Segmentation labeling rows

--------

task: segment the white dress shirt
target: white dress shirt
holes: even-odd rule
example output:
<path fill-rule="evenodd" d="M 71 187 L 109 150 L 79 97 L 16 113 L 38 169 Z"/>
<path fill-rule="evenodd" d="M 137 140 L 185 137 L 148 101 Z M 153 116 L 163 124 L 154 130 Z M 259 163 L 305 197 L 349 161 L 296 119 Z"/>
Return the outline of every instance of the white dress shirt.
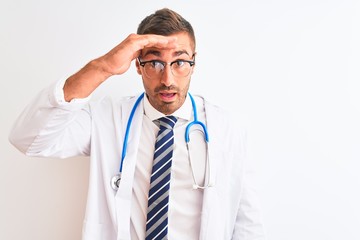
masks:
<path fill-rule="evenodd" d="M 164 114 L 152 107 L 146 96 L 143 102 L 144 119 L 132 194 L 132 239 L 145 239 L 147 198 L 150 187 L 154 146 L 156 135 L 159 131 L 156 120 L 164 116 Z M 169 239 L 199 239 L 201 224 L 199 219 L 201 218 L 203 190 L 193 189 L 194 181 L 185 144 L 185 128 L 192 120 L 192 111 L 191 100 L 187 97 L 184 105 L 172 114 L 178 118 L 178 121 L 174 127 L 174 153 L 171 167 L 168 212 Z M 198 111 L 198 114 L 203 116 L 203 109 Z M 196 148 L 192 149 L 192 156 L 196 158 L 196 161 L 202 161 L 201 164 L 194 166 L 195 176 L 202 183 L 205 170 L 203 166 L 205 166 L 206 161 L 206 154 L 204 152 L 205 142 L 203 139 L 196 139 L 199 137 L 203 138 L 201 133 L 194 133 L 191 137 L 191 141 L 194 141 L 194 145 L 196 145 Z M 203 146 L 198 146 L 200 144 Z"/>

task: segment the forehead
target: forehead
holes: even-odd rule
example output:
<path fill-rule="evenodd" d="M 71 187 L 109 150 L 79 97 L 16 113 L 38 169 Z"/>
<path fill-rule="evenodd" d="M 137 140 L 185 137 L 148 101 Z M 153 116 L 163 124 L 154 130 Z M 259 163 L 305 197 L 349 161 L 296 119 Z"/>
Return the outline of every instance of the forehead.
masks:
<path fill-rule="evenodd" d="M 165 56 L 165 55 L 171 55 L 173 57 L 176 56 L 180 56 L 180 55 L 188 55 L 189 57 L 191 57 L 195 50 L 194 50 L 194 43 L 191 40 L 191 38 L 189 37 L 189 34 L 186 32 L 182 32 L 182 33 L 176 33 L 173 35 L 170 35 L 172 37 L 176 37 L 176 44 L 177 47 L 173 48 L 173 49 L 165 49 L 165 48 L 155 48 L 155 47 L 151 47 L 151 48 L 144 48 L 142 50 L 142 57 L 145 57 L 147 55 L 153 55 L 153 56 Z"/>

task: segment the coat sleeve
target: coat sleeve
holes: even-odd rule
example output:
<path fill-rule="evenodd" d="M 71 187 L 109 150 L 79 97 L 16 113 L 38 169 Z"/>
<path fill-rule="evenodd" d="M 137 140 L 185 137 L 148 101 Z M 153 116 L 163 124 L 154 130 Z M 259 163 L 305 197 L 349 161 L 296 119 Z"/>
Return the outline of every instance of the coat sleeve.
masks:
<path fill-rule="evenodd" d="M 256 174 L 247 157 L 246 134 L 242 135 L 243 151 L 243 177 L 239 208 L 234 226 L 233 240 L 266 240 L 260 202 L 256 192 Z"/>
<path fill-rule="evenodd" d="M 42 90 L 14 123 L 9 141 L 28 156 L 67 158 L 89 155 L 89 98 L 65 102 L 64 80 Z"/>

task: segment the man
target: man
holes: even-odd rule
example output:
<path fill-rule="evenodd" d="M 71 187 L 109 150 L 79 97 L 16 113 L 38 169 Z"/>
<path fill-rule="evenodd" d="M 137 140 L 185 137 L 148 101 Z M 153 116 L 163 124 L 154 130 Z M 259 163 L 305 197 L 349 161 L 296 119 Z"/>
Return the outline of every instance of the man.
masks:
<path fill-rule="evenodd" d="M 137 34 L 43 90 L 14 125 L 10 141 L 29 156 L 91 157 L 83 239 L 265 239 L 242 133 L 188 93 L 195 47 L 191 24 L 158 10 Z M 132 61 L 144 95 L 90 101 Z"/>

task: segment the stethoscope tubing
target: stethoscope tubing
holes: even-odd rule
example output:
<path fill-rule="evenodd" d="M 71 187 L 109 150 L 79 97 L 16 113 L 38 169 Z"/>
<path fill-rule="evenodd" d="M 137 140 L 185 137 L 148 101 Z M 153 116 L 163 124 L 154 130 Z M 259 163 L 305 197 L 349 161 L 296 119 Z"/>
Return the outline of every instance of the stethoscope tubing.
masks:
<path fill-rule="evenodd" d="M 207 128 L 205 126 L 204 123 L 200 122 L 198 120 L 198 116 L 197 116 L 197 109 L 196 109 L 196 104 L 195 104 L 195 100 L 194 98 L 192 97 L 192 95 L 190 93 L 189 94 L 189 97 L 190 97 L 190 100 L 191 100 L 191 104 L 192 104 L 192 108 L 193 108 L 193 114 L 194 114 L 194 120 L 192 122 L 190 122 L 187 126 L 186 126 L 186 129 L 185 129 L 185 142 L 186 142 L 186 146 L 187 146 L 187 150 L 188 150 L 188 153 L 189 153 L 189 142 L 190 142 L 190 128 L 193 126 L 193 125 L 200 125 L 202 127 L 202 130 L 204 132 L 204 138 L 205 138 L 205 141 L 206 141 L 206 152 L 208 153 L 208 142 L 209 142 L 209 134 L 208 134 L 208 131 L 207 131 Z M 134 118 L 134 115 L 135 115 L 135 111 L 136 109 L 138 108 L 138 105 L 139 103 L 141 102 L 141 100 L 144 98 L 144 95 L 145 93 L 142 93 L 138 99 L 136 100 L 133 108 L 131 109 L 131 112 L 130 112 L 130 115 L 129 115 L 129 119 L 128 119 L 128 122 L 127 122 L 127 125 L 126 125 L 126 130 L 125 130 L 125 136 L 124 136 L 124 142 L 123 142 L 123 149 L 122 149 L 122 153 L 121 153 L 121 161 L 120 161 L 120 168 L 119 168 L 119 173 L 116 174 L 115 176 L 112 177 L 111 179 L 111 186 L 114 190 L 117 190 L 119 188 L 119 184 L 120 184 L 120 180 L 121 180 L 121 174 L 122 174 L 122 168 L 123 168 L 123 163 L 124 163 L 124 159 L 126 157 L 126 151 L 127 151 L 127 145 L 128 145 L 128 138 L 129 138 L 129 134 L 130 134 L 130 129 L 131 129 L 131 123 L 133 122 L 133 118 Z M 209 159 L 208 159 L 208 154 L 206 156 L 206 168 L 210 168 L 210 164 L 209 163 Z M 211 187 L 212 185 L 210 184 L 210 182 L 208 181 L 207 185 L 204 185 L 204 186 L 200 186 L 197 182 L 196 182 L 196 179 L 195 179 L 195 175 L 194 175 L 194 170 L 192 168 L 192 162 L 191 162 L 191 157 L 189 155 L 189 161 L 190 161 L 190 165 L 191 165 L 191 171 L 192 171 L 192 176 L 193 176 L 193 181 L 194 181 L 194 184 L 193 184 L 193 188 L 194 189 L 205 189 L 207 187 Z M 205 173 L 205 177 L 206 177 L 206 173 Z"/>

--------

PROBLEM REQUIREMENTS.
Rewrite every line starting at the one containing "task: segment the coat sleeve" and ending at the one containing "90 L 14 123". Multiply each coordinate in the mask outlines by 2.05 and round it to a whole number, with halves rounded up. Reproduce the requests and their sample outputs unchanged, and return only these lines.

RESPONSE TO THE EXERCISE.
task: segment the coat sleeve
target: coat sleeve
holes: even-odd rule
example output:
<path fill-rule="evenodd" d="M 71 187 L 109 150 L 79 97 L 16 113 L 38 169 Z"/>
<path fill-rule="evenodd" d="M 137 140 L 185 137 L 148 101 Z M 153 116 L 163 124 L 154 130 Z M 259 163 L 305 197 L 349 161 L 296 119 Z"/>
Return the outline of every instance of the coat sleeve.
masks:
<path fill-rule="evenodd" d="M 525 357 L 506 322 L 504 275 L 496 277 L 498 310 L 498 363 L 490 426 L 480 463 L 478 492 L 545 492 L 533 414 L 525 394 Z"/>
<path fill-rule="evenodd" d="M 86 185 L 29 252 L 18 289 L 57 320 L 137 324 L 182 318 L 182 201 L 133 209 L 131 164 Z"/>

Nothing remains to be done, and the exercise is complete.